Reproduce the portion of the passage on handling reptiles between "Reptiles that have" and "to its enclosure.", inclusive.

EXCERPT.

╭──

Once the new arrival is feeding well, and is not showing signs of discontent such as reacting with alarm at movement outside the enclosure, or devoting considerable effort to get out of the enclosure, it is likely to be more amenable to handling. If it is gradually introduced to handling, it is likely to become quite tolerant of it in the fullness of time, depending of course on the species and individual specimen, as well as the handling ability of the keeper.
Reptiles that have just fed will be more inclined to bite, and snakes should be allowed to digest their meals until there is no visible bulge in their body before being handled.
Handling should be done in a relaxed but firm and non-hesitant manner, with a close watch on the reaction of the reptile, with care to avoid dropping it. If the reptile responds with excessive struggling or by attempting to bite, it should be returned to its enclosure.

╰──

Natural-language descriptions of regions:
╭──

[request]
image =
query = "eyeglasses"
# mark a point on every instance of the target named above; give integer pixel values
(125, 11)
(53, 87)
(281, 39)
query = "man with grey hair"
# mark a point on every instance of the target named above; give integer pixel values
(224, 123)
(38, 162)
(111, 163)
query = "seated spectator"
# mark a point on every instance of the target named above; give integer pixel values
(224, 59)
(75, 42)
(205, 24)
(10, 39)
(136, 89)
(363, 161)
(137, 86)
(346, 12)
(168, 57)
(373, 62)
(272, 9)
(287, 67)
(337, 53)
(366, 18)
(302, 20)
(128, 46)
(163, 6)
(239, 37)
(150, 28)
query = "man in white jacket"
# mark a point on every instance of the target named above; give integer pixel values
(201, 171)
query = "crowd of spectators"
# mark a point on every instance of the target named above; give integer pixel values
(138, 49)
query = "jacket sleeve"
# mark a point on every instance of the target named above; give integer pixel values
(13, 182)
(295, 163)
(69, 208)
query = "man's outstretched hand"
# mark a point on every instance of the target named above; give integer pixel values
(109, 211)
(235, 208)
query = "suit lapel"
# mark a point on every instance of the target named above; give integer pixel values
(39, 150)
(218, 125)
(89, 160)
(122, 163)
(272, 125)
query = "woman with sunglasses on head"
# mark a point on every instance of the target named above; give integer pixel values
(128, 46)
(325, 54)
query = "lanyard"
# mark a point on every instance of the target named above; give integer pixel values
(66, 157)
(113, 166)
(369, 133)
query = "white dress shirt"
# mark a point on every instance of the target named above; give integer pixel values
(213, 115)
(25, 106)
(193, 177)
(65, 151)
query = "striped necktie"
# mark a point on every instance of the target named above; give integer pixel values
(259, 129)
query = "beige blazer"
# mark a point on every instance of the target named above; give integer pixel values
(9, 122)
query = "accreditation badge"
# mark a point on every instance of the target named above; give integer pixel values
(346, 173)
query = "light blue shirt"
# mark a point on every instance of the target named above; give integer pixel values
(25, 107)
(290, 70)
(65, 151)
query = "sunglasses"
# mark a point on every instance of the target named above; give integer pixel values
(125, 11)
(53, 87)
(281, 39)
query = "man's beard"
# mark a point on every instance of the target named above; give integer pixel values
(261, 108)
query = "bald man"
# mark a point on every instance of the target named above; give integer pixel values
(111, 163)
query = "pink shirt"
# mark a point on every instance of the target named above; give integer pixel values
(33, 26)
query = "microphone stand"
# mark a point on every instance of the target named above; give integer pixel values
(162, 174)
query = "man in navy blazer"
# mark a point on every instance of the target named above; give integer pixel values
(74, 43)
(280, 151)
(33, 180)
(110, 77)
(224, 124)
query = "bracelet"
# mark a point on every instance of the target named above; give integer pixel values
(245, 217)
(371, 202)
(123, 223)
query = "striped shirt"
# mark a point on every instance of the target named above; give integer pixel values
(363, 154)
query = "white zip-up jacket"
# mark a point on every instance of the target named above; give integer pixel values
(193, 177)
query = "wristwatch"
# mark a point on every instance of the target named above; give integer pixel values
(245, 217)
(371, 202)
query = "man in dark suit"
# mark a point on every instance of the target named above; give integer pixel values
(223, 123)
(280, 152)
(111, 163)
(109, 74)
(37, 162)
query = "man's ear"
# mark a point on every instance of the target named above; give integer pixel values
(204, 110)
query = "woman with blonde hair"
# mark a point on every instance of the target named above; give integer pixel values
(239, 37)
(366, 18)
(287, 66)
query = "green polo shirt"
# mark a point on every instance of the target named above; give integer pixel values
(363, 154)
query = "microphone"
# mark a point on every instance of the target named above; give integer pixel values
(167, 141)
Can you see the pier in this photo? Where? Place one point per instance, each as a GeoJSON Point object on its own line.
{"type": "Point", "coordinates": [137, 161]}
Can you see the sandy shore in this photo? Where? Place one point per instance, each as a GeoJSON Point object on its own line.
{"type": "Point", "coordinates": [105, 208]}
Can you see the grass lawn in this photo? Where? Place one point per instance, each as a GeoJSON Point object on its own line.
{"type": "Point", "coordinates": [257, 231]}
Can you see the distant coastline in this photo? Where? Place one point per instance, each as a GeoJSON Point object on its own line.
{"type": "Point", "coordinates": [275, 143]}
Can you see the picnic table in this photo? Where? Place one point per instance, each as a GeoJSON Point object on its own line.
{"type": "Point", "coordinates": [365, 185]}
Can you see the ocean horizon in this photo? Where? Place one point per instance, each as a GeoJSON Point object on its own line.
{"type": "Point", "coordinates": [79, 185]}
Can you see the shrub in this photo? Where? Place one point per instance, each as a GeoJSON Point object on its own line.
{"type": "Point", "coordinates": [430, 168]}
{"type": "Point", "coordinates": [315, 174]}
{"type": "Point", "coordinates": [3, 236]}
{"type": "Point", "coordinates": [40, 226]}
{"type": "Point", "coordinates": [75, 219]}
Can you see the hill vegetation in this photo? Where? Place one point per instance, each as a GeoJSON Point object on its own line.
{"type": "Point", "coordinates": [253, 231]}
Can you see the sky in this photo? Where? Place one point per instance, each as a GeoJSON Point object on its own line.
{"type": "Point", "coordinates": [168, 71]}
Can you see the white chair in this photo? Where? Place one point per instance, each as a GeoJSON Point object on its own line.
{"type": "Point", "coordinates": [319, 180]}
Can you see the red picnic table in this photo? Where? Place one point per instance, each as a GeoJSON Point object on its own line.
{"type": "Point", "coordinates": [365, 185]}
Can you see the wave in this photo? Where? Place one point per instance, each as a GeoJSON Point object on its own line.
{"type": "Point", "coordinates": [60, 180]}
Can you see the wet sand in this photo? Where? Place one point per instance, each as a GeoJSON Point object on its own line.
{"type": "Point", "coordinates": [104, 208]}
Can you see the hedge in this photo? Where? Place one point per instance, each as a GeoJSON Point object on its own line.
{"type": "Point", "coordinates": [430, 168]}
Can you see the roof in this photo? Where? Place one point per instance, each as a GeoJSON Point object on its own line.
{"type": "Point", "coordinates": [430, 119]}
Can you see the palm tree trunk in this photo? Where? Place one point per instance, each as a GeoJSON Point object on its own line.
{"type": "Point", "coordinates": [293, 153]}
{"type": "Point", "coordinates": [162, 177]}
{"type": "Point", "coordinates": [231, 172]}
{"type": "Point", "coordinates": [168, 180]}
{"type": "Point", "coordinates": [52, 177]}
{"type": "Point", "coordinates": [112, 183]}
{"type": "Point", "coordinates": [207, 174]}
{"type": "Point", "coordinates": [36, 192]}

╰──
╭──

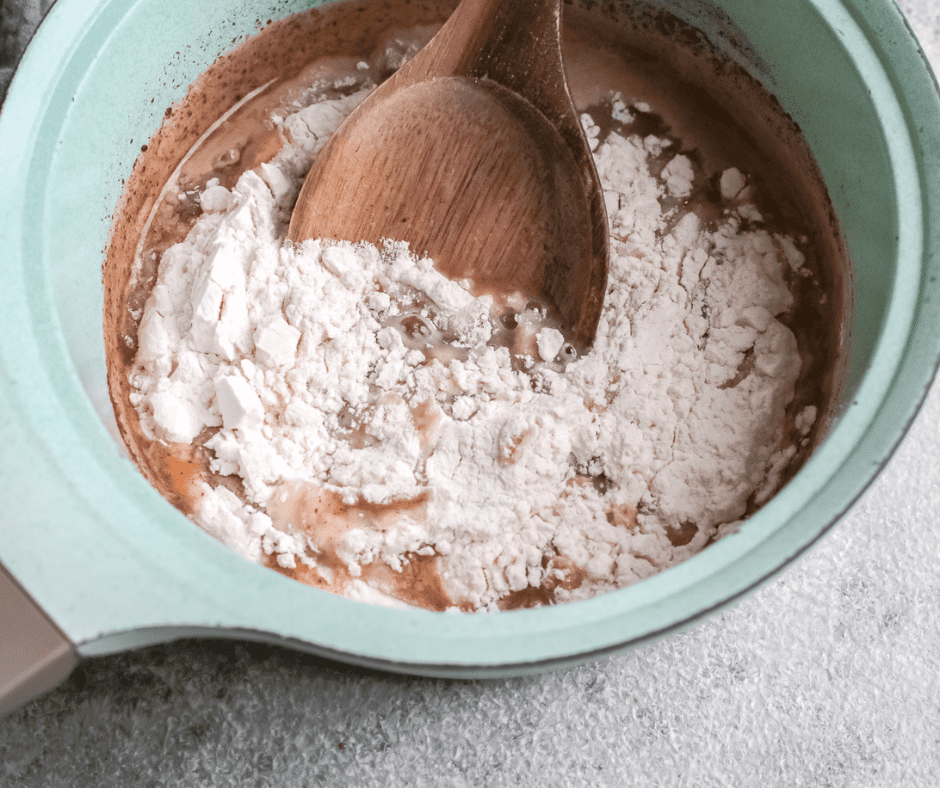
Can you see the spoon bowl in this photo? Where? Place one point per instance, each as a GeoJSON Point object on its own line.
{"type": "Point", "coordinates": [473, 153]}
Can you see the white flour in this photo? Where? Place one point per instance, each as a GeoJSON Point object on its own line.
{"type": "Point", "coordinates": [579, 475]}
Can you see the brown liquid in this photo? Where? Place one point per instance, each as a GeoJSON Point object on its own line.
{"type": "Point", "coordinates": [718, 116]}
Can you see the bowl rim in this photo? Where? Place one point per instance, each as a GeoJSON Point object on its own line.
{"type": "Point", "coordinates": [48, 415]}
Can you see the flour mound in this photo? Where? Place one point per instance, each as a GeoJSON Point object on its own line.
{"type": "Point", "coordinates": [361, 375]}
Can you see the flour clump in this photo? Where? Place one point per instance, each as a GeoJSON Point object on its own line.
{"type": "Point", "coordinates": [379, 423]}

╰──

ANSWER SPACE.
Reptiles that have just fed will be more inclined to bite, and snakes should be allowed to digest their meals until there is no visible bulge in their body before being handled.
Handling should be done in a relaxed but firm and non-hesitant manner, with a close watch on the reaction of the reptile, with care to avoid dropping it. If the reptile responds with excessive struggling or by attempting to bite, it should be returned to its enclosure.